GOAL → Reproduce verbatim everything in the records below from the line containing "like [(20, 309)]." down to the line containing "[(63, 144)]", with both of those lines included.

■ ■ ■ ■ ■

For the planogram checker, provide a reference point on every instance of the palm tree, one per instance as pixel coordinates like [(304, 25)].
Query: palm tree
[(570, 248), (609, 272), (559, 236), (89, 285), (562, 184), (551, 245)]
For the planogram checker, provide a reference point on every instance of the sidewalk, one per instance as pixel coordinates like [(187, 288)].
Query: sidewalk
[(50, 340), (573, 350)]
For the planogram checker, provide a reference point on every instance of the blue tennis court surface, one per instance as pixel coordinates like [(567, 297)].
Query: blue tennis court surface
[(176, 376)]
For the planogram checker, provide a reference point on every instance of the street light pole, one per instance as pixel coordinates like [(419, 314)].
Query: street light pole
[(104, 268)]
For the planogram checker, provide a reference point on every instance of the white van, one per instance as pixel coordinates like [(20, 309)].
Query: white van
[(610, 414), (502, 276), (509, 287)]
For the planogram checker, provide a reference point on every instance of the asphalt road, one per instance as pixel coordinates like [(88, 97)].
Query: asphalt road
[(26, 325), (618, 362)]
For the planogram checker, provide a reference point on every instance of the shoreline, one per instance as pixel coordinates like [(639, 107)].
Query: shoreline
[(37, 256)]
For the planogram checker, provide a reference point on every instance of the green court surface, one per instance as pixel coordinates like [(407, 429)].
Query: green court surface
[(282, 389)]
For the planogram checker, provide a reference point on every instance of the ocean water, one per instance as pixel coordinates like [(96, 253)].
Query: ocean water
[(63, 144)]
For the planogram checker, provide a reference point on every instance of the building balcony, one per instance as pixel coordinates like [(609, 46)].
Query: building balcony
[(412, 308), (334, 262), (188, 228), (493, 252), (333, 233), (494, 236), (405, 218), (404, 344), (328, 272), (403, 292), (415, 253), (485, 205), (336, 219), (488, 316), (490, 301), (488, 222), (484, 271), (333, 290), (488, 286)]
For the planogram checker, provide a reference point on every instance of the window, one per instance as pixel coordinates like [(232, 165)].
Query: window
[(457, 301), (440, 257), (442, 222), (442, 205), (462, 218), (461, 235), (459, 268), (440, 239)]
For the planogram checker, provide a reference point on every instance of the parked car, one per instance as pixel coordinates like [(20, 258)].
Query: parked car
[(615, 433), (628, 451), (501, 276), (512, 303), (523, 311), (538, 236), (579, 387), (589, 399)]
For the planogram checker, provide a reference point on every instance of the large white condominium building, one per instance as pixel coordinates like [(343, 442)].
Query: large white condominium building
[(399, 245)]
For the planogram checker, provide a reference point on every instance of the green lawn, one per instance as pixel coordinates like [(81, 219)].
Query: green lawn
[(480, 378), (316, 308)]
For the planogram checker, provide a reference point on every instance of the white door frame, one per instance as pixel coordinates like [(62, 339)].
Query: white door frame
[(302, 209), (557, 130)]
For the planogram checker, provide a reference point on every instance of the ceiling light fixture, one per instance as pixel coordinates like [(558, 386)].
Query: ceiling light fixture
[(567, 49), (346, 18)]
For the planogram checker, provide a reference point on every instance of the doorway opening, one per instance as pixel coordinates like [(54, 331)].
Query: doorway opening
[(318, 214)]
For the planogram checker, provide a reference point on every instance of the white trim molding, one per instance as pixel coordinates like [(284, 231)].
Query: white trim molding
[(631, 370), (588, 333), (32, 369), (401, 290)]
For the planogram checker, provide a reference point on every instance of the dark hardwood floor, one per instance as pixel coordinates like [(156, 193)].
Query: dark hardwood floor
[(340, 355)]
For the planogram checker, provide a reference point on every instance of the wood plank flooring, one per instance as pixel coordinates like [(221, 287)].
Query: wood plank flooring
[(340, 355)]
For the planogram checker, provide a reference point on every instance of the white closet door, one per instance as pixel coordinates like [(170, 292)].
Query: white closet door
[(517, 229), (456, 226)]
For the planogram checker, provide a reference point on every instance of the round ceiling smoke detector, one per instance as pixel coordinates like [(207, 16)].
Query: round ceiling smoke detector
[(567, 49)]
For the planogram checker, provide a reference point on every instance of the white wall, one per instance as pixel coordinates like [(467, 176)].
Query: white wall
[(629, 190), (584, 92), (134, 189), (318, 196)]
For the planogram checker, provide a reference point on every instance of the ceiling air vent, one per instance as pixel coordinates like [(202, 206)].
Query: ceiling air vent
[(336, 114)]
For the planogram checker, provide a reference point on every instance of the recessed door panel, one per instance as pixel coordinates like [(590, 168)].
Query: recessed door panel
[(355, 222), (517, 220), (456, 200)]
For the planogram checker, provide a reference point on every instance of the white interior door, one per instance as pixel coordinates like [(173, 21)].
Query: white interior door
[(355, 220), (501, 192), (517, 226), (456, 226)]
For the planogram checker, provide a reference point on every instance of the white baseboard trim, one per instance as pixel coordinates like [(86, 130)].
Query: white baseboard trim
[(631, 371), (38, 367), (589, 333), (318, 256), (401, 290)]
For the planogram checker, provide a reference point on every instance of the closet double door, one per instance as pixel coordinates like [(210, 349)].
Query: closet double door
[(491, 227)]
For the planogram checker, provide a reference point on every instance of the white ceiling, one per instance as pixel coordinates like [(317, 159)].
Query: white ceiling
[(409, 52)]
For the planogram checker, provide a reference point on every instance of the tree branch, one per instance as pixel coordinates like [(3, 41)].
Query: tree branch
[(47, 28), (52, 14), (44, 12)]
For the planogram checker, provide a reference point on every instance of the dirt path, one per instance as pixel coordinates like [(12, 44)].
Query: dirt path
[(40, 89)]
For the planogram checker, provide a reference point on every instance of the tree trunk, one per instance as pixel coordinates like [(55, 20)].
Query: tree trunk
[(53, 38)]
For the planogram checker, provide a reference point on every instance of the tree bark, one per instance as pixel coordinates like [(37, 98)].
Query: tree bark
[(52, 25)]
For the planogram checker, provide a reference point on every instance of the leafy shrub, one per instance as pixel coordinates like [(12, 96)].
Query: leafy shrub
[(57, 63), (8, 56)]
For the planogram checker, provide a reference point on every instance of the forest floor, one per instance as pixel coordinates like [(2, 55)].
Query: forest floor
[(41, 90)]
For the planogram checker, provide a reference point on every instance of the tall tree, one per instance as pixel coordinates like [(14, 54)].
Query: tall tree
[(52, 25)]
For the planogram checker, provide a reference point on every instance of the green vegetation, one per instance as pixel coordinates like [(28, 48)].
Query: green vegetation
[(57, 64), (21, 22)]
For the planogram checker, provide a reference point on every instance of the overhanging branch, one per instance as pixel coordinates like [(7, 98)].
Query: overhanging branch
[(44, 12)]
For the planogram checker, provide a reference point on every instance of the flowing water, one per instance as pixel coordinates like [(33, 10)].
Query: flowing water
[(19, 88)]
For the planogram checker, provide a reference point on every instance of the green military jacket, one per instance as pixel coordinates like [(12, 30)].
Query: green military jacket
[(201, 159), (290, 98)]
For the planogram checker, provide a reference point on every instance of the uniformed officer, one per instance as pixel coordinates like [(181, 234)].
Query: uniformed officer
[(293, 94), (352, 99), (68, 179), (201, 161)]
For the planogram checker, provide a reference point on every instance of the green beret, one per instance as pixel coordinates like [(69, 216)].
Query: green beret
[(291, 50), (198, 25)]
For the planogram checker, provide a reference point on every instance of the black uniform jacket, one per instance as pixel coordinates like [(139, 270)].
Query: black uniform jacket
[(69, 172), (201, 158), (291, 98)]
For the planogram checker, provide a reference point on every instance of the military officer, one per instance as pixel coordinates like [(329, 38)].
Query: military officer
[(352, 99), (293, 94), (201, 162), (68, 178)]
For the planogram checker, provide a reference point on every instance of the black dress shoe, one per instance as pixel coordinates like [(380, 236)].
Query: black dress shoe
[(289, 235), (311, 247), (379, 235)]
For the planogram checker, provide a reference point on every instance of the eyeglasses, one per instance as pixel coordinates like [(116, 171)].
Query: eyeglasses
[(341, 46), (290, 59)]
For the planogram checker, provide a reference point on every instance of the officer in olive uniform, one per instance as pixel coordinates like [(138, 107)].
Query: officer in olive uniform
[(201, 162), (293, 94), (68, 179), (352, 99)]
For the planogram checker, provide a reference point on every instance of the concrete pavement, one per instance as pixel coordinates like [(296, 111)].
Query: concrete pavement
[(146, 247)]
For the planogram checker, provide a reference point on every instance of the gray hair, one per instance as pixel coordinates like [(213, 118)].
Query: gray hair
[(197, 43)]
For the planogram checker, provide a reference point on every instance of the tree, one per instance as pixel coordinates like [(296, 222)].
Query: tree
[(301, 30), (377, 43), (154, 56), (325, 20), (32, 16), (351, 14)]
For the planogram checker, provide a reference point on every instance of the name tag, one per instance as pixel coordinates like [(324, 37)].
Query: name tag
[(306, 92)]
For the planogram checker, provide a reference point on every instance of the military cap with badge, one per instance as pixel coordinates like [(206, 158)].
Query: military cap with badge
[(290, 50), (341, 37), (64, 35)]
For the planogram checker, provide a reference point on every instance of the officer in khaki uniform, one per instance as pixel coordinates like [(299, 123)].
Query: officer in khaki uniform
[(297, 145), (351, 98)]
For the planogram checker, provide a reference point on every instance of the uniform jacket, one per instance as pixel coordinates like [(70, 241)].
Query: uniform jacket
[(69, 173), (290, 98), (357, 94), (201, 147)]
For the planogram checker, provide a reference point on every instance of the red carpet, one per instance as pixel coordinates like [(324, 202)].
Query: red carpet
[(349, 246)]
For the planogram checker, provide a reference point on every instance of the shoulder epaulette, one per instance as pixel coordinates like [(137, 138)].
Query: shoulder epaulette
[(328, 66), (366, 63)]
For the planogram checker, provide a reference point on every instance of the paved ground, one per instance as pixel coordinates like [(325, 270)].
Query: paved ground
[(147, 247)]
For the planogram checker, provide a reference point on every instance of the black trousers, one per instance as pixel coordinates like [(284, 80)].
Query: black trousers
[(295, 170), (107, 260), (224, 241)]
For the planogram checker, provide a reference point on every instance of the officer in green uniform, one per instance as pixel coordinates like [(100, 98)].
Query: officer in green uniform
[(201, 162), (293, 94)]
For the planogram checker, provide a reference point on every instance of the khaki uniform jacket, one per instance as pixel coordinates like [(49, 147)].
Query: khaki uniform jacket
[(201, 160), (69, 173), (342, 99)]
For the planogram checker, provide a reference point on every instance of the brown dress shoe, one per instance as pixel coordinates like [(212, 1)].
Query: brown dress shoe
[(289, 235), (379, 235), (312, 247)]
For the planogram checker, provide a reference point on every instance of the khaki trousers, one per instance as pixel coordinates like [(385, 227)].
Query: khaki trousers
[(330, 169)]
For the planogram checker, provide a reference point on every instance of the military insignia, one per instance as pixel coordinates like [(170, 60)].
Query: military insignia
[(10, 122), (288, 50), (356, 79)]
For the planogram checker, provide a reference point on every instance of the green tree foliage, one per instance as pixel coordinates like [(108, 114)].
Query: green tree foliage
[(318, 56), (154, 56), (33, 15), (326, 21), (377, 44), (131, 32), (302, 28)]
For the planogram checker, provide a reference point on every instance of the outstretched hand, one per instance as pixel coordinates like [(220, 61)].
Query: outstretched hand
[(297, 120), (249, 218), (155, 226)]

■ ■ ■ ■ ■

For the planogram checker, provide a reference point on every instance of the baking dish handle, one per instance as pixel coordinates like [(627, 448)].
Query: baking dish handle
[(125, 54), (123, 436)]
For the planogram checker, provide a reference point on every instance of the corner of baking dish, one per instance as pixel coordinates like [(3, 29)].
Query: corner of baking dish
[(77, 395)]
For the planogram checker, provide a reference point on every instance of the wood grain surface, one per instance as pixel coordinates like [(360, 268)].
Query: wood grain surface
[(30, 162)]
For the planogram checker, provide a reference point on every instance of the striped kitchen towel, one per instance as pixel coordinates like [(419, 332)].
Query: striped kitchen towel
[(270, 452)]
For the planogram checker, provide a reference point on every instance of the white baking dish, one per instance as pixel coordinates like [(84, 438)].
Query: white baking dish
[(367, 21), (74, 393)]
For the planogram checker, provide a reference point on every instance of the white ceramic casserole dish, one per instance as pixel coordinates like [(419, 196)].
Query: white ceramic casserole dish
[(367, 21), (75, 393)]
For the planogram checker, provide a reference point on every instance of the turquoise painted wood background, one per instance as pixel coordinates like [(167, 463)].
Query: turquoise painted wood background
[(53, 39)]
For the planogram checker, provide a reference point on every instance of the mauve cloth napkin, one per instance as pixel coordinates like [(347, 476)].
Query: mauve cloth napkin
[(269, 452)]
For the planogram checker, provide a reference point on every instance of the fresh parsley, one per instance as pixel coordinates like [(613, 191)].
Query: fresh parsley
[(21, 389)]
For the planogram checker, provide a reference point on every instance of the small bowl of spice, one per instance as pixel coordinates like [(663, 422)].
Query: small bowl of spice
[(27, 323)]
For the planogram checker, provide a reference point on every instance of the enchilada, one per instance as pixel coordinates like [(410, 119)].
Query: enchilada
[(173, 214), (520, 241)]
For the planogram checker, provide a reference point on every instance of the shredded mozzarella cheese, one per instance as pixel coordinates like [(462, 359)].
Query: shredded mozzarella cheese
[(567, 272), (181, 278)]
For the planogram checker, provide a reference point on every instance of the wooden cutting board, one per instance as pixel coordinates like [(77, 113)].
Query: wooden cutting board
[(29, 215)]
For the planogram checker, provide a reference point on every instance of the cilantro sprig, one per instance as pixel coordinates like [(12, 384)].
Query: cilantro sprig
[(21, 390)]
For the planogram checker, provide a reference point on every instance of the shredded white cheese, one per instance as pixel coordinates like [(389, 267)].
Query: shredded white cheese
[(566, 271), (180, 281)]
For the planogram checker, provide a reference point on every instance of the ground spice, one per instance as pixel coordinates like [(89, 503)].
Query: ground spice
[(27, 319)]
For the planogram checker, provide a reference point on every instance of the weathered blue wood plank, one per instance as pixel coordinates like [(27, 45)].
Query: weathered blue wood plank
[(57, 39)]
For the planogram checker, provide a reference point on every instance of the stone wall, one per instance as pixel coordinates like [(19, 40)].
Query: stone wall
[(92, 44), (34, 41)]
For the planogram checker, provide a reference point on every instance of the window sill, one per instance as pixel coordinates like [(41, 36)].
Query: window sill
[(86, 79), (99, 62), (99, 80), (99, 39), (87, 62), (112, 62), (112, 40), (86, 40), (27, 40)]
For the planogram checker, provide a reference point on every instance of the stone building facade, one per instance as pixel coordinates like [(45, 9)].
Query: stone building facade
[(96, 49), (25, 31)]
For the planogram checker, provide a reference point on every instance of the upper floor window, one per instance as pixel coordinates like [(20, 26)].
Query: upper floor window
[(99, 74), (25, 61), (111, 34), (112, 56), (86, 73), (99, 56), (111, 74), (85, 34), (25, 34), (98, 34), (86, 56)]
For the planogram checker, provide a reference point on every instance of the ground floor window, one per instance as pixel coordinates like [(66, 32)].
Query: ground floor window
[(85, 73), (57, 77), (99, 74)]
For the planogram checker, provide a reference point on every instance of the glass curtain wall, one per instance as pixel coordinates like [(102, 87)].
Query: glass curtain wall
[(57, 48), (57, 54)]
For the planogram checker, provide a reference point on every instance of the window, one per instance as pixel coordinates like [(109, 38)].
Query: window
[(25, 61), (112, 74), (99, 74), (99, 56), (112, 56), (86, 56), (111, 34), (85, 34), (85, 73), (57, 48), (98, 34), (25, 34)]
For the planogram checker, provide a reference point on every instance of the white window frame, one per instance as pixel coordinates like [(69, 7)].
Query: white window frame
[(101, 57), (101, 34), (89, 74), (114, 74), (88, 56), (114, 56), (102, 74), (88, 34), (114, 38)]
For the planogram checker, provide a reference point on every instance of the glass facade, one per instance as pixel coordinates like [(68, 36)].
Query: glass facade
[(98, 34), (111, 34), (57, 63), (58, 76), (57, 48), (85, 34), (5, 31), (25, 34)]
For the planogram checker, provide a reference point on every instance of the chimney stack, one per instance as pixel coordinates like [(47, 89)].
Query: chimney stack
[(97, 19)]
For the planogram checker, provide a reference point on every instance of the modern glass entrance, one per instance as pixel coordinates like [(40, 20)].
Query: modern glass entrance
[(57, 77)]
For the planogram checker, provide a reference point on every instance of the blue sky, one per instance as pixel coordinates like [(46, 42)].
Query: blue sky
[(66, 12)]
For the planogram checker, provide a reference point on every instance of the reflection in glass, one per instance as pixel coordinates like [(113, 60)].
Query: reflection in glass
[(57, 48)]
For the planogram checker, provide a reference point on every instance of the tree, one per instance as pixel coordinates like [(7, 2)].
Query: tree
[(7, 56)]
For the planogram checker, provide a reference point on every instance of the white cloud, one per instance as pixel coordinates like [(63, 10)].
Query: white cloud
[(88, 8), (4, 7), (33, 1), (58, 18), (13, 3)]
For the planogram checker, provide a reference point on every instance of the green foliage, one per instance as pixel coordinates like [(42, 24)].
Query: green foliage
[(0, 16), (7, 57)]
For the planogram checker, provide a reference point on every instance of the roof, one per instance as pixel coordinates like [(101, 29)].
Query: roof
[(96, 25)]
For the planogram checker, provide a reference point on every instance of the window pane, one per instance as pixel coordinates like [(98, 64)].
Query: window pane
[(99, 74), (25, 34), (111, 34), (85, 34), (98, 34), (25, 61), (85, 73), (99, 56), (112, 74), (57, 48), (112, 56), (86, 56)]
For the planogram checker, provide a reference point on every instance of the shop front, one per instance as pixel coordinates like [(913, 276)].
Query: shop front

■ ■ ■ ■ ■

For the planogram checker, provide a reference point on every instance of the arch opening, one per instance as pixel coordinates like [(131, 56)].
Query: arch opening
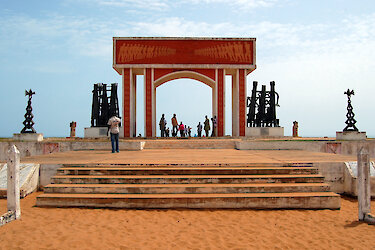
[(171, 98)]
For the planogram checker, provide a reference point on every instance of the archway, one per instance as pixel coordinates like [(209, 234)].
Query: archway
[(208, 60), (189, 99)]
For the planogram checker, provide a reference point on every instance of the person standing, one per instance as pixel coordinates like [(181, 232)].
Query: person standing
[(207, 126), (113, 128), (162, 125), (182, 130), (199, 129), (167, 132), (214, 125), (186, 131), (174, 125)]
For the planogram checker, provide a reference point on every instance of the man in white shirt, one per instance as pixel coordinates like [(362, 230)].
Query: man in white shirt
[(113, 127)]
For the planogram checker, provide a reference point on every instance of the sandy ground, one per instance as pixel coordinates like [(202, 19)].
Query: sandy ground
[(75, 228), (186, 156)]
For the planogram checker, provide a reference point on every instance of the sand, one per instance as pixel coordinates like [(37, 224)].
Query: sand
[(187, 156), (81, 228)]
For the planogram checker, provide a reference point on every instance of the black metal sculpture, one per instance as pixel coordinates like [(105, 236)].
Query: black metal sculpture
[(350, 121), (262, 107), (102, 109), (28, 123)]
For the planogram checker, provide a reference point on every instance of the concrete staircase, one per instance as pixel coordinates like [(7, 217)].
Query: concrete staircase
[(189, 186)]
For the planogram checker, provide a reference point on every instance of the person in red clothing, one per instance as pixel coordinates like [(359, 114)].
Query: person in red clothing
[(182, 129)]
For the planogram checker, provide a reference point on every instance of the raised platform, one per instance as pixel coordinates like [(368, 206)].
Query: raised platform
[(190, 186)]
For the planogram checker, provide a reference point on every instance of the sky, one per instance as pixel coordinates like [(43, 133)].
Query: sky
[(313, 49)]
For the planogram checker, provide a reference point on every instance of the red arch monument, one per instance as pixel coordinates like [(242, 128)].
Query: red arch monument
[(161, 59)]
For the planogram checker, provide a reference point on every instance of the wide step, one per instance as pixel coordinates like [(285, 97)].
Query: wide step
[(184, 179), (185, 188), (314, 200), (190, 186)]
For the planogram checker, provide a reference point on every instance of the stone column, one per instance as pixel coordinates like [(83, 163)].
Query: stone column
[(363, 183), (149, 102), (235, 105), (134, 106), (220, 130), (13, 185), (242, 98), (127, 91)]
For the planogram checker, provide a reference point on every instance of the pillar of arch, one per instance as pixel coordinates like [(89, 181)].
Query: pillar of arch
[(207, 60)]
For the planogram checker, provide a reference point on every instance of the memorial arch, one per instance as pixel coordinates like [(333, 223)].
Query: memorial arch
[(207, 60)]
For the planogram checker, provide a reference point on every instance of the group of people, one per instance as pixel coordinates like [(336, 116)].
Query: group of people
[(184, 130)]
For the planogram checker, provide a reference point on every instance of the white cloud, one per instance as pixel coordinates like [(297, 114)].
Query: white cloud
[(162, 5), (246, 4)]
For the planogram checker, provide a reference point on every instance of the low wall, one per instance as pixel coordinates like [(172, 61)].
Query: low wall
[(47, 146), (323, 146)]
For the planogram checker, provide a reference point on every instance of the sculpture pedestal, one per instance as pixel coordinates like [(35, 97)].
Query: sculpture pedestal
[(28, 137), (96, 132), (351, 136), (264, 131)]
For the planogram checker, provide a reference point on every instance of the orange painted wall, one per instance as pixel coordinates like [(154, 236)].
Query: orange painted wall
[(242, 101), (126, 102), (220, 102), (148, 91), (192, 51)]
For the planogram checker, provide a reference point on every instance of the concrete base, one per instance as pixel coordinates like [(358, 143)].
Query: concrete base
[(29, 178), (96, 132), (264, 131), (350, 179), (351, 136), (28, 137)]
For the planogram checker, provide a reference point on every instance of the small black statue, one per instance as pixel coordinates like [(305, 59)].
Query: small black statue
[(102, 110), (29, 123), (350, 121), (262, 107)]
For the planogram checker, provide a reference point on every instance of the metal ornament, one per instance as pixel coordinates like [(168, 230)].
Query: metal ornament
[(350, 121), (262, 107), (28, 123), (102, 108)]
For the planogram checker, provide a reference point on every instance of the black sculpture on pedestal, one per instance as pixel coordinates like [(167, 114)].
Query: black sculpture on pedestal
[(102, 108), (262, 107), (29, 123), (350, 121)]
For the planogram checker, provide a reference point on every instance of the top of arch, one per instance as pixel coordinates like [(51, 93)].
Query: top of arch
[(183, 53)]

■ ■ ■ ■ ■

TASK ANSWER →
For the planogram checker, provide a reference point on every instance of the white van, one per instance as pixel coordinates like [(20, 309)].
Query: white van
[(610, 414), (502, 276), (509, 287)]
For the planogram checker, provide a reference point on every instance of the asphalt road, one per instance as pixel coordinates like [(88, 97)].
Query: asphalt road
[(26, 325), (618, 362)]
For the planogram checker, provide a reference point on every instance of the shoreline, one per instance as pixel coordinates like [(639, 107)].
Query: shoreline
[(37, 256)]
For the planogram checker, provide a reference point on every instance of the green court surface, one per instance as pixel coordinates like [(407, 429)].
Query: green court surface
[(282, 389)]
For the planogram checker, provide a reference point on every instance of the ocean water, one per instance as pixel coordinates like [(96, 253)].
Query: ocean water
[(63, 144)]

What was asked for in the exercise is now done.